- Region pointing data

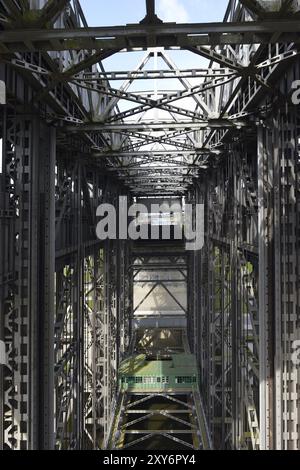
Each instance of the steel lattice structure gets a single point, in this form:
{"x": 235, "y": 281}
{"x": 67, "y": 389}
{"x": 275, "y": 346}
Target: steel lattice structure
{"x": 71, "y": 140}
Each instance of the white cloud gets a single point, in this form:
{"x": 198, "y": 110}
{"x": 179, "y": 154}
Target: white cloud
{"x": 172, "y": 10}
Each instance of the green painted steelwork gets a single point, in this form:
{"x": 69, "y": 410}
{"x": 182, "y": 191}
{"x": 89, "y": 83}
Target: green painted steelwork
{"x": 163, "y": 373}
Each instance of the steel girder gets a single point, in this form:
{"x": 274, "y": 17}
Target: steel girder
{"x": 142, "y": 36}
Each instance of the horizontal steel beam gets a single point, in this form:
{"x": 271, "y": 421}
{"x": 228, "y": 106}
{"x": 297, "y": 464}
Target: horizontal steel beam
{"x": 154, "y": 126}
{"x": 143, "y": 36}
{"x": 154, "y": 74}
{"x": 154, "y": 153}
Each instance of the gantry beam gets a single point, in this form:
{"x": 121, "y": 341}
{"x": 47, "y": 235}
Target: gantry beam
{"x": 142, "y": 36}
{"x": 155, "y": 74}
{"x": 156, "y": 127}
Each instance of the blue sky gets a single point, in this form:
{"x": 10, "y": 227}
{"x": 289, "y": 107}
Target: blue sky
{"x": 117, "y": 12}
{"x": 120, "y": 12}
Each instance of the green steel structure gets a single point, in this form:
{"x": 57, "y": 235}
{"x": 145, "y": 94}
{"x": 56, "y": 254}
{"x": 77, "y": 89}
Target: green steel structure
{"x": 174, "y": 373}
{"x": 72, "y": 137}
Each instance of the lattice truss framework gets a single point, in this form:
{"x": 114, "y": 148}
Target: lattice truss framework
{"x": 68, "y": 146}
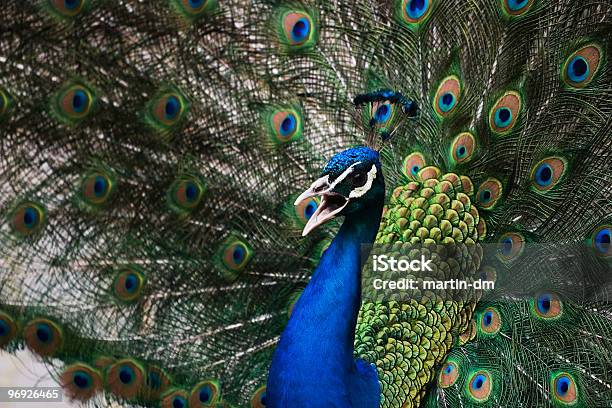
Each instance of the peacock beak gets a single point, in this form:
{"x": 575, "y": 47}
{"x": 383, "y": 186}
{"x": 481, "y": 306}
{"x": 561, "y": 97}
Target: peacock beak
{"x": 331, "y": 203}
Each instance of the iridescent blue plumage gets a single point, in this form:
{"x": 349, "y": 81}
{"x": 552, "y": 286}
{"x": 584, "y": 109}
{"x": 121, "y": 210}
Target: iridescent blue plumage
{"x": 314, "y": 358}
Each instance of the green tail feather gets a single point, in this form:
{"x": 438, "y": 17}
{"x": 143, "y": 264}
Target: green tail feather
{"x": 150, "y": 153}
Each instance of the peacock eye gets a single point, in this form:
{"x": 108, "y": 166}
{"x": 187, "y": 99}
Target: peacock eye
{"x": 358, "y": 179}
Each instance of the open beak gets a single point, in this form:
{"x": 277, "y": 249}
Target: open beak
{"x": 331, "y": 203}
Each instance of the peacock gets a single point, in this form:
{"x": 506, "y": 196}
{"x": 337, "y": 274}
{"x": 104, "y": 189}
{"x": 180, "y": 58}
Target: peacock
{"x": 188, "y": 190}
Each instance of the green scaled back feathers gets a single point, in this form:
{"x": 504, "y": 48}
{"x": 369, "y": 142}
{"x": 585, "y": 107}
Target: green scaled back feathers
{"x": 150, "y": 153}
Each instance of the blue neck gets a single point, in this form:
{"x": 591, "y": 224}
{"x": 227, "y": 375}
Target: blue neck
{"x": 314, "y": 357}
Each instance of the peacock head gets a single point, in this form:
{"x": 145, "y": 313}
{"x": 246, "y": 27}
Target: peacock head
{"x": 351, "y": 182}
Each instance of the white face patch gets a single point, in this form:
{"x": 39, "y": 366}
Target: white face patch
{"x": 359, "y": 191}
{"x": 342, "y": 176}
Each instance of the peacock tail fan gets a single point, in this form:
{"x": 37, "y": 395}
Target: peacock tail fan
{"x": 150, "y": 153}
* * *
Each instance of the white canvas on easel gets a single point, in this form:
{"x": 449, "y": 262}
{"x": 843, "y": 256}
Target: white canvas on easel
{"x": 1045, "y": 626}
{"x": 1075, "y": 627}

- What you need to do
Here the output must be the lines above from the line with "Each instance of the steel lattice" to the line with "Each instance of the lattice", both included, duplicated word for word and nothing else.

- Answer for the task
Each instance of the steel lattice structure gets a single point, in this form:
{"x": 235, "y": 281}
{"x": 67, "y": 389}
{"x": 275, "y": 346}
Target: steel lattice structure
{"x": 71, "y": 140}
Each instance of the white cloud gets a single point, in this form:
{"x": 198, "y": 110}
{"x": 179, "y": 154}
Target: white cloud
{"x": 172, "y": 10}
Each instance of the green painted steelwork gets a single point, in this form:
{"x": 69, "y": 410}
{"x": 182, "y": 191}
{"x": 89, "y": 83}
Target: green painted steelwork
{"x": 163, "y": 373}
Each instance of the steel girder gets a single point, in this form:
{"x": 274, "y": 17}
Target: steel girder
{"x": 142, "y": 36}
Each instance of the horizontal steel beam gets a single point, in this form:
{"x": 271, "y": 421}
{"x": 228, "y": 106}
{"x": 297, "y": 464}
Target: horizontal steel beam
{"x": 154, "y": 126}
{"x": 143, "y": 36}
{"x": 154, "y": 74}
{"x": 154, "y": 153}
Each instance of the gantry beam gets a single point, in this form:
{"x": 121, "y": 341}
{"x": 47, "y": 235}
Target: gantry beam
{"x": 142, "y": 36}
{"x": 155, "y": 74}
{"x": 156, "y": 127}
Each instance of the blue sky gets a single point, in this form:
{"x": 10, "y": 227}
{"x": 289, "y": 107}
Target: blue sky
{"x": 117, "y": 12}
{"x": 120, "y": 12}
Each instance of the green steel structure gets a single point, in this form:
{"x": 57, "y": 235}
{"x": 145, "y": 94}
{"x": 56, "y": 254}
{"x": 77, "y": 89}
Target: green steel structure
{"x": 174, "y": 373}
{"x": 72, "y": 137}
Each instance of the lattice truss framework gets a single point, in this form:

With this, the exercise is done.